>> START Records for processing
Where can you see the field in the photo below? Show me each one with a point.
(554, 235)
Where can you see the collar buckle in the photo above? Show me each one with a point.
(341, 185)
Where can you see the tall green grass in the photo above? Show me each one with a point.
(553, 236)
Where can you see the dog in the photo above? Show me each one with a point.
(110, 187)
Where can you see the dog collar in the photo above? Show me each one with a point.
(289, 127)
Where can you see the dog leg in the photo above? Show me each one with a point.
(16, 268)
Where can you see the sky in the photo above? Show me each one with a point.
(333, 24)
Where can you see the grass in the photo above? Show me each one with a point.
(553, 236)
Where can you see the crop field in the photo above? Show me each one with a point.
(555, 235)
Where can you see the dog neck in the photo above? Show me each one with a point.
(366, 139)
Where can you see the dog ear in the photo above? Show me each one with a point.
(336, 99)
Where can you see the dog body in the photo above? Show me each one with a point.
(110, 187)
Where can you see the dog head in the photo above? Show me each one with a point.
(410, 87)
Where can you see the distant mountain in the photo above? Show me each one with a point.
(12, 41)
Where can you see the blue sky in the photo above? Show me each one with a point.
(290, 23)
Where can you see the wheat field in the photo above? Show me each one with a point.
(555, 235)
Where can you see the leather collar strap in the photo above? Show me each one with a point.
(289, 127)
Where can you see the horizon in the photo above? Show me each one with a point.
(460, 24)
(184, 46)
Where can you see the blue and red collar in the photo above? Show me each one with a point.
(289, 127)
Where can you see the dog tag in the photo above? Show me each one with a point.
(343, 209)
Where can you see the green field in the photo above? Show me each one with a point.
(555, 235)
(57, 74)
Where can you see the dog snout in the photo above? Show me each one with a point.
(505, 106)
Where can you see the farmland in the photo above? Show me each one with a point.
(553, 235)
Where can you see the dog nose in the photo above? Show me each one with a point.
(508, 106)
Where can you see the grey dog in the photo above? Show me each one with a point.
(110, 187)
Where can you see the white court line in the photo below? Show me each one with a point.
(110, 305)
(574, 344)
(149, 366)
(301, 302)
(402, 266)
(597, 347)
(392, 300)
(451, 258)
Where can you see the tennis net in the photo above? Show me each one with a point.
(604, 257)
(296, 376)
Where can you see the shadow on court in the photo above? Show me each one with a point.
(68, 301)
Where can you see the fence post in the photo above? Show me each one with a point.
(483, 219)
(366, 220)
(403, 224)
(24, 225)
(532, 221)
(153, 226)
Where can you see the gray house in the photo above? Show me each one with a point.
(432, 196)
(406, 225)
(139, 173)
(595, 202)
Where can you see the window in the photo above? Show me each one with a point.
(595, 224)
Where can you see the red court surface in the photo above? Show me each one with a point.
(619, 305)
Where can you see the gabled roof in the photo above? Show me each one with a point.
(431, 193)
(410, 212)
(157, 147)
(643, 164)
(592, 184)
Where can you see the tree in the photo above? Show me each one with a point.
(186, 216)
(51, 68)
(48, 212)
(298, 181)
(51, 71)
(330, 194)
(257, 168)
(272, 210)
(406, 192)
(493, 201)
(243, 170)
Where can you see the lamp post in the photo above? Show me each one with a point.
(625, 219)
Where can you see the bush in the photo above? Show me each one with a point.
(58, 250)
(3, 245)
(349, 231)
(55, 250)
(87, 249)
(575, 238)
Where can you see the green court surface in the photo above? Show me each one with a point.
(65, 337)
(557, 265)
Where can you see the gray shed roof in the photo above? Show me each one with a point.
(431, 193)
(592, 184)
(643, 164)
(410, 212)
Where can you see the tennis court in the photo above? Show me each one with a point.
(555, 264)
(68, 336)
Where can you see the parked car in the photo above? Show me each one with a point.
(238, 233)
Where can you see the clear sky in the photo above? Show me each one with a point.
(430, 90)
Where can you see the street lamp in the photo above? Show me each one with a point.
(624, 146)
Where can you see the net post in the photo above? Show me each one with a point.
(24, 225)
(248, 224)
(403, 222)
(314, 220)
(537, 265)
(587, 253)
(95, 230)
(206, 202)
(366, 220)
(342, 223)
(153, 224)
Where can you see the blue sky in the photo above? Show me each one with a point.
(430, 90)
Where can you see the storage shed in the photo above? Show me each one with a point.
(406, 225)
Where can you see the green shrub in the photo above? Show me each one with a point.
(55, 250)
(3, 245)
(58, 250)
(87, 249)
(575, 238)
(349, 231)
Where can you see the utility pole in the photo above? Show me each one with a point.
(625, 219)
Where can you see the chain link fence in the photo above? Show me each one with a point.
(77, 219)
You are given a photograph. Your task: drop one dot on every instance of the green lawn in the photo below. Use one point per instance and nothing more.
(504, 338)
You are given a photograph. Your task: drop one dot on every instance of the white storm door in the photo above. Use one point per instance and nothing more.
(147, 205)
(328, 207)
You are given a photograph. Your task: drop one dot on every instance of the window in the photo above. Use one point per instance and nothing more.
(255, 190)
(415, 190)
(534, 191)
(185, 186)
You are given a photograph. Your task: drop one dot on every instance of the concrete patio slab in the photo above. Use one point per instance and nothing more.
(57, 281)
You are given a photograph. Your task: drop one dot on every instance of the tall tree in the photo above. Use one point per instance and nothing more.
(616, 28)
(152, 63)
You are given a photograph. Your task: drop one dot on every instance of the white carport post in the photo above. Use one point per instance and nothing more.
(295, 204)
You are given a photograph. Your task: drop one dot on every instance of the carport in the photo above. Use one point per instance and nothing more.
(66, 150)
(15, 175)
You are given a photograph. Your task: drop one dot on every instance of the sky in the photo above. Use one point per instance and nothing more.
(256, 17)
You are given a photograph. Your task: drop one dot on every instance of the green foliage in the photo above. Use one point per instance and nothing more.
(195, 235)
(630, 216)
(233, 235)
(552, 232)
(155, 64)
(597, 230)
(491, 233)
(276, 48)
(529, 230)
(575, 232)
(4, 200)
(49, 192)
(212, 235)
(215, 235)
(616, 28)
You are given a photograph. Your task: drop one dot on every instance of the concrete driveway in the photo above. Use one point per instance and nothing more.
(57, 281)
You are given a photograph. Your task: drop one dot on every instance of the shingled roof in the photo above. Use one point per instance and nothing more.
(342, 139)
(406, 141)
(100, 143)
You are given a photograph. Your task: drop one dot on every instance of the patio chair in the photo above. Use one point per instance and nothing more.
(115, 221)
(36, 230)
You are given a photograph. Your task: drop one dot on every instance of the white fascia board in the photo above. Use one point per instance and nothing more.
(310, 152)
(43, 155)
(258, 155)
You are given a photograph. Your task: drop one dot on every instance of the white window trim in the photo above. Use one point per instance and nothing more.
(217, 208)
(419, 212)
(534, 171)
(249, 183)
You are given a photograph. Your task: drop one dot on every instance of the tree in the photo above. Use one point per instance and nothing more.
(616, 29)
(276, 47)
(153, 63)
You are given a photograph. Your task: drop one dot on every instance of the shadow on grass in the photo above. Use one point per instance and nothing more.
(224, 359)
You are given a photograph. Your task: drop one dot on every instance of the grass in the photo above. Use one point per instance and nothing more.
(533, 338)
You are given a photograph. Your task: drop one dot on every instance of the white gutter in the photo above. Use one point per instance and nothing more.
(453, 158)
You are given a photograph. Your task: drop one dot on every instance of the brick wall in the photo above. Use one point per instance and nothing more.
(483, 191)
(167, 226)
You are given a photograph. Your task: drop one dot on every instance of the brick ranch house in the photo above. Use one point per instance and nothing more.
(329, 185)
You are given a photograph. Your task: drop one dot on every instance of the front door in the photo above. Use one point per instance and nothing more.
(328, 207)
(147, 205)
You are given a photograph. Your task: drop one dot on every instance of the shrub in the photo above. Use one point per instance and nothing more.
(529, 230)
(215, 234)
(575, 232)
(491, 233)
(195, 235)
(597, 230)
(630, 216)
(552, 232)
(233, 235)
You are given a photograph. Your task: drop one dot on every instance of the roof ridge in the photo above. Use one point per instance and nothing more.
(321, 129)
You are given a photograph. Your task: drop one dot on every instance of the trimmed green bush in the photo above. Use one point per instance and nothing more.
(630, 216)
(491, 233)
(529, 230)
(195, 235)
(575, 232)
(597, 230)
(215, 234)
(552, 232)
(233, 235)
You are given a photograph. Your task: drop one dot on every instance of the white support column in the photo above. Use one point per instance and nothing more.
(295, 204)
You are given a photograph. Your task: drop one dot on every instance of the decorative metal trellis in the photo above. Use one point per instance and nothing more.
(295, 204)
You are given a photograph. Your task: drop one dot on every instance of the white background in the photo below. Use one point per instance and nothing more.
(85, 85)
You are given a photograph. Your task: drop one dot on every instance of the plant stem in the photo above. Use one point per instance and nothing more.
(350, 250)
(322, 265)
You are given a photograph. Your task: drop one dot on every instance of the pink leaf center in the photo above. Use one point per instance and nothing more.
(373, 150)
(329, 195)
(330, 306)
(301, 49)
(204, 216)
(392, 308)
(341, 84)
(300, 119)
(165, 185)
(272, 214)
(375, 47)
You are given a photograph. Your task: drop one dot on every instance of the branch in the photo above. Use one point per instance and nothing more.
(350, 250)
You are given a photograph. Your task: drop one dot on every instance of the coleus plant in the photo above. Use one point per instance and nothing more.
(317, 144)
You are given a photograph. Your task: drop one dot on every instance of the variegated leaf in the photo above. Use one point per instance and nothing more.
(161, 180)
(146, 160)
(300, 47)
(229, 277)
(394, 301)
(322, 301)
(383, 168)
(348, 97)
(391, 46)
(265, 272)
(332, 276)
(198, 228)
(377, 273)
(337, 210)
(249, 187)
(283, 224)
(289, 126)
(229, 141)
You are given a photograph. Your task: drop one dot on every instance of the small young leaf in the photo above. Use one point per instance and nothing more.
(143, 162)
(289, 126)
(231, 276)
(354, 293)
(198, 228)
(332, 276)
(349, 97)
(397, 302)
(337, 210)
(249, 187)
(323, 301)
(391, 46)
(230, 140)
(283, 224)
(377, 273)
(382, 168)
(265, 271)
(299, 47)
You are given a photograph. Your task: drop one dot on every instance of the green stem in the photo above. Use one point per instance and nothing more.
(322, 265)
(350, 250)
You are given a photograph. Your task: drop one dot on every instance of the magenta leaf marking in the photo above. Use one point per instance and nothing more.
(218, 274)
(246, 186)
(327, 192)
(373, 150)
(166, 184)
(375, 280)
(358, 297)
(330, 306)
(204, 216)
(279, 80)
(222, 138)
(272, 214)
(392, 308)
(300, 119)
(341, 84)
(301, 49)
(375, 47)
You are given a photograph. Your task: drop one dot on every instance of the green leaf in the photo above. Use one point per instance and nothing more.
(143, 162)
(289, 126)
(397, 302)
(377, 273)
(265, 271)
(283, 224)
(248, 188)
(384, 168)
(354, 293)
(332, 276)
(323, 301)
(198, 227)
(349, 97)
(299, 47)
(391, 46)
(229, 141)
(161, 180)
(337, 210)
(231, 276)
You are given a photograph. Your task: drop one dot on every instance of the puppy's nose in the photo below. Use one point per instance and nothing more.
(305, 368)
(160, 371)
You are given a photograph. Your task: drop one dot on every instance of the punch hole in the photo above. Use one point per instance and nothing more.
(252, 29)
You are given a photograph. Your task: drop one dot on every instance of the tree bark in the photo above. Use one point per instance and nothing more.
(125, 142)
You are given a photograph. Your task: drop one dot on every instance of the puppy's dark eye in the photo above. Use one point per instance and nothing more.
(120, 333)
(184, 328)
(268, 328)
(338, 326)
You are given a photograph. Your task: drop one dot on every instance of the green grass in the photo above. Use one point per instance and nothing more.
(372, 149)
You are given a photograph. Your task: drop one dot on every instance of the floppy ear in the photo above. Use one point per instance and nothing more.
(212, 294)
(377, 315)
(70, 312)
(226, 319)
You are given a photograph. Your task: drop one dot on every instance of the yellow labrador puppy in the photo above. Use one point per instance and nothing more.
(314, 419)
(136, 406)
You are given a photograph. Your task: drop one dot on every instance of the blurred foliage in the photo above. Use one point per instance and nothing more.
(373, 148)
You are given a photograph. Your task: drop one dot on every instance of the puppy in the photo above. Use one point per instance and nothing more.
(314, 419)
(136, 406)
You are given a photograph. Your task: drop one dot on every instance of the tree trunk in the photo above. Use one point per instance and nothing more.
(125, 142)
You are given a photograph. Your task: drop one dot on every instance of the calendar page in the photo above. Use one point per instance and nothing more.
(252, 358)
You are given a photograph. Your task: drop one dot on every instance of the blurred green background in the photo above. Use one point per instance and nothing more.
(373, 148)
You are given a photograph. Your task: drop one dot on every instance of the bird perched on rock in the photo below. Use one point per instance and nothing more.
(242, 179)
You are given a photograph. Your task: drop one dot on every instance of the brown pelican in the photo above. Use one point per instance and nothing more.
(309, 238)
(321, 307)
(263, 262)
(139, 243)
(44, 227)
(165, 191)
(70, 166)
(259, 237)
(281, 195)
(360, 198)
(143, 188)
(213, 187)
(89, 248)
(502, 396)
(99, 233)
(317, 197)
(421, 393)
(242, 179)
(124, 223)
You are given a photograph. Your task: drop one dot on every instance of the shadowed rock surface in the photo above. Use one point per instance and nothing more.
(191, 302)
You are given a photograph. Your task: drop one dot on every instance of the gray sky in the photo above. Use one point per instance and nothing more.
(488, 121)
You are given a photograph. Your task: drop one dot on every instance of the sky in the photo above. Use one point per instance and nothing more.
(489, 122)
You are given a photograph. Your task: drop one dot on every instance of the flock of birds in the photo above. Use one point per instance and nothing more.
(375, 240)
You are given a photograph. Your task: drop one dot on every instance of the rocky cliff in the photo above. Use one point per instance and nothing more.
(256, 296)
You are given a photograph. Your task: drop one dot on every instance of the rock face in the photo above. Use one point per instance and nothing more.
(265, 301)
>> END Records for processing
What you should do
Quote verbatim the line containing "of the flock" and every line after it through the end of the records above.

Task solution
You are given a photograph. Your task: drop one dot on every instance of the flock of birds in the photo above. Use one point per instance and nothing more.
(375, 240)
You are given a photograph. Your task: drop one dot on every instance of the rocky cliff in the photo above. Use one point per instance and nothing more.
(256, 296)
You are given a photograph. Your task: drop one dot on every instance of the rock face in the photo above. Use one point per instance and nothing more.
(265, 301)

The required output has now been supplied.